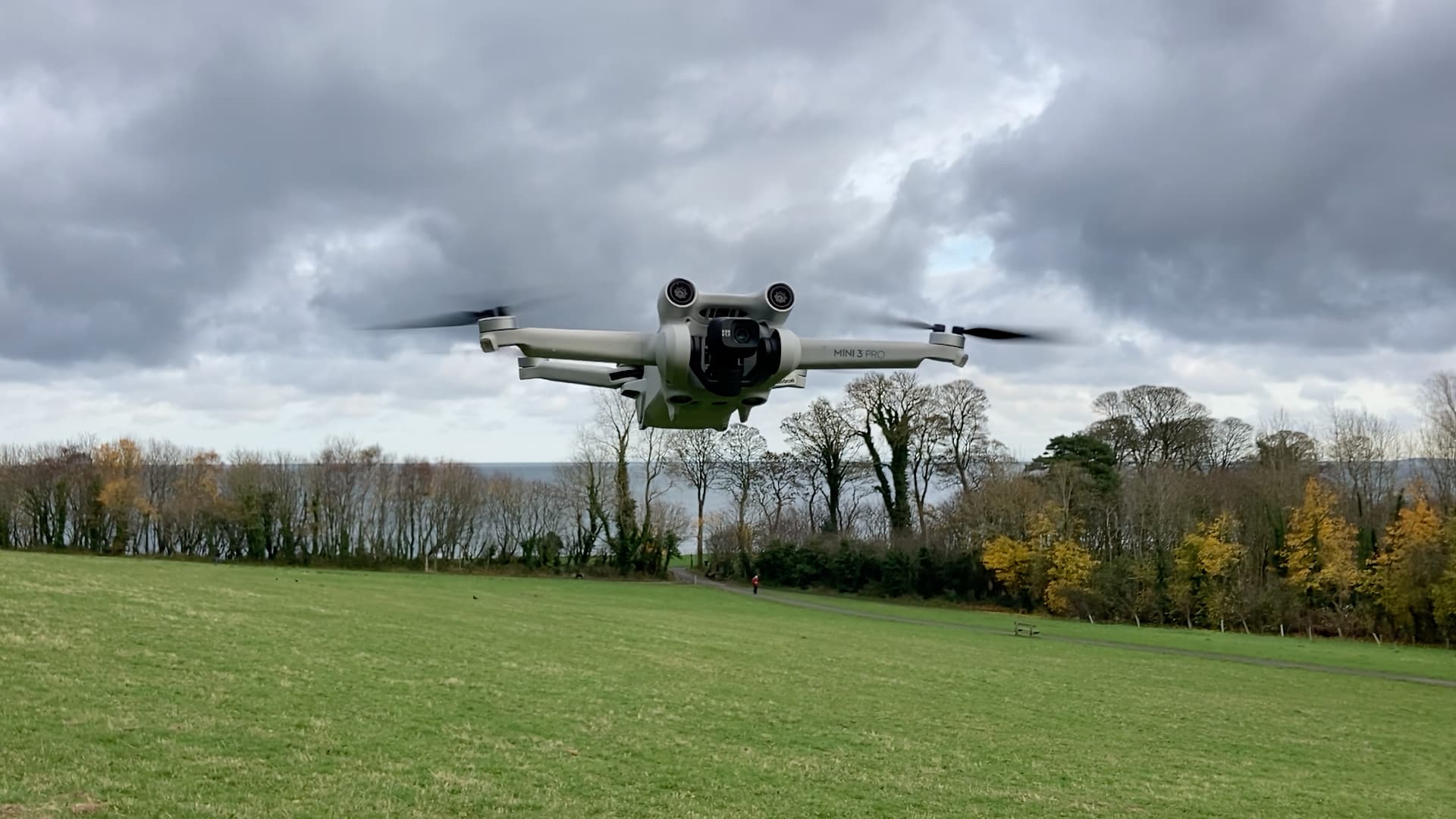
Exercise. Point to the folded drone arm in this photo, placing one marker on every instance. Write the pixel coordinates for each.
(609, 346)
(573, 372)
(858, 353)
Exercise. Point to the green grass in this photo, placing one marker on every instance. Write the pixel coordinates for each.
(182, 689)
(1416, 661)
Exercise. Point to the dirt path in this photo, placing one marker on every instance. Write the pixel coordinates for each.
(685, 576)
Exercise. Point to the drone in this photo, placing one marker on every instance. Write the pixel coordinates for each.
(714, 354)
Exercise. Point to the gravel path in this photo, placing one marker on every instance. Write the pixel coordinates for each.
(685, 576)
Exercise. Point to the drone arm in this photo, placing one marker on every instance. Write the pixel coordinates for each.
(858, 353)
(607, 346)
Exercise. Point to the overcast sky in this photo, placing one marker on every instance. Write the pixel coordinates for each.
(1251, 200)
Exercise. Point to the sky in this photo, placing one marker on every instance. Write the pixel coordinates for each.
(200, 202)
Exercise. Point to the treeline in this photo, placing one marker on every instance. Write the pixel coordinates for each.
(1155, 513)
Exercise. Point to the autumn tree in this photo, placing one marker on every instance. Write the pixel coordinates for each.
(1410, 564)
(1320, 553)
(1204, 570)
(1363, 450)
(121, 493)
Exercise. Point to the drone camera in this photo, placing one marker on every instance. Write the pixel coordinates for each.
(734, 353)
(680, 293)
(734, 338)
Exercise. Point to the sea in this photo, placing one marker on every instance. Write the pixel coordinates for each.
(677, 493)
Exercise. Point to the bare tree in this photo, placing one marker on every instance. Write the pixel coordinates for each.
(1155, 425)
(962, 428)
(653, 450)
(826, 438)
(693, 457)
(739, 472)
(781, 480)
(585, 483)
(1231, 442)
(1438, 436)
(893, 406)
(1363, 450)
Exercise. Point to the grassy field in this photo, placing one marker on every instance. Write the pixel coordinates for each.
(1416, 661)
(147, 689)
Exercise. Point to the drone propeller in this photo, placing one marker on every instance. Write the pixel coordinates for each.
(984, 333)
(466, 318)
(457, 318)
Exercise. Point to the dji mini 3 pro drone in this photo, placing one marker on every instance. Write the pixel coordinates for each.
(714, 354)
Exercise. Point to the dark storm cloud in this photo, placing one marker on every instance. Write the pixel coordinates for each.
(165, 168)
(1239, 171)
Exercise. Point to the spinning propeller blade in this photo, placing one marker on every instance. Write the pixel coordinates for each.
(984, 333)
(459, 318)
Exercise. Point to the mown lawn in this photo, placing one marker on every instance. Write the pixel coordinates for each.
(152, 689)
(1416, 661)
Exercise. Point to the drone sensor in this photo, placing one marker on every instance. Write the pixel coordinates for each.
(780, 297)
(680, 292)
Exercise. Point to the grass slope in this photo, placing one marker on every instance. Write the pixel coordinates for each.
(1417, 661)
(180, 689)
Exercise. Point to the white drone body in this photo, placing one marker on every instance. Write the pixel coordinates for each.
(714, 354)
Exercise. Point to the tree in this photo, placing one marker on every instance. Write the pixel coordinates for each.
(824, 438)
(894, 406)
(693, 457)
(1155, 425)
(1438, 436)
(743, 447)
(617, 420)
(1231, 442)
(1090, 453)
(121, 493)
(960, 426)
(1363, 450)
(781, 480)
(1410, 564)
(1320, 553)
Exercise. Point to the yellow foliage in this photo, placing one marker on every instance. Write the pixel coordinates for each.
(1071, 572)
(1401, 575)
(120, 468)
(1012, 561)
(1443, 602)
(1210, 550)
(1320, 545)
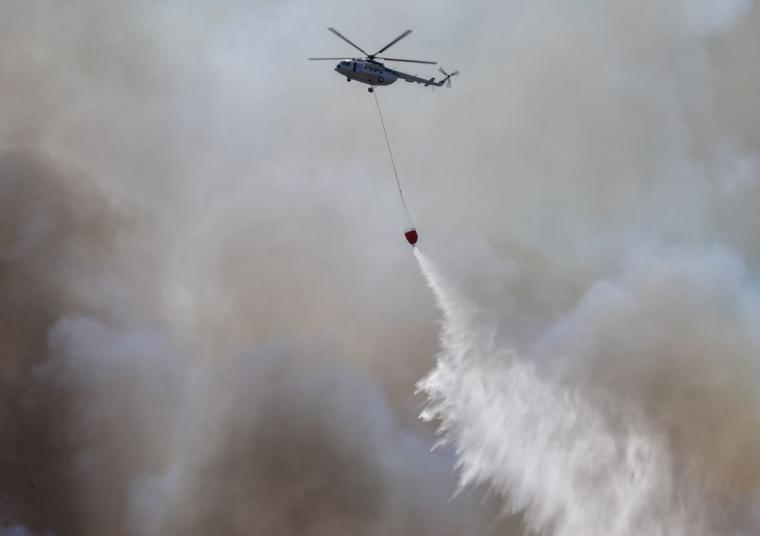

=-=-=

INSTRUCTIONS TO FOLLOW: Render the lines as a numbered list, starting at the line containing "Exercise. Point to the grass slope" and ending at the last line, inclusive. Omit blank lines, and leave the pictures out.

RESPONSE TO THE EXERCISE:
1. Exercise. Point to the grass slope in this photo, placing one marker on every instance. Write the pixel coordinates for each.
2. (1417, 661)
3. (180, 689)
4. Exercise. Point to the white drone body in this photo, placing one marker on every instance. Write the pixel coordinates for each.
5. (714, 354)
6. Exercise. Point to the tree in this photo, placing one marker on every instance. Write the pixel coordinates for each.
7. (824, 438)
8. (894, 406)
9. (693, 457)
10. (1155, 425)
11. (1438, 436)
12. (743, 447)
13. (617, 420)
14. (1231, 442)
15. (1090, 453)
16. (121, 493)
17. (960, 426)
18. (1363, 450)
19. (781, 480)
20. (1410, 564)
21. (1320, 553)
22. Exercise. Point to the yellow foliage in this photo, placing one marker on every instance. Write the pixel coordinates for each.
23. (1071, 572)
24. (1401, 575)
25. (120, 468)
26. (1012, 561)
27. (1443, 602)
28. (1210, 550)
29. (1320, 545)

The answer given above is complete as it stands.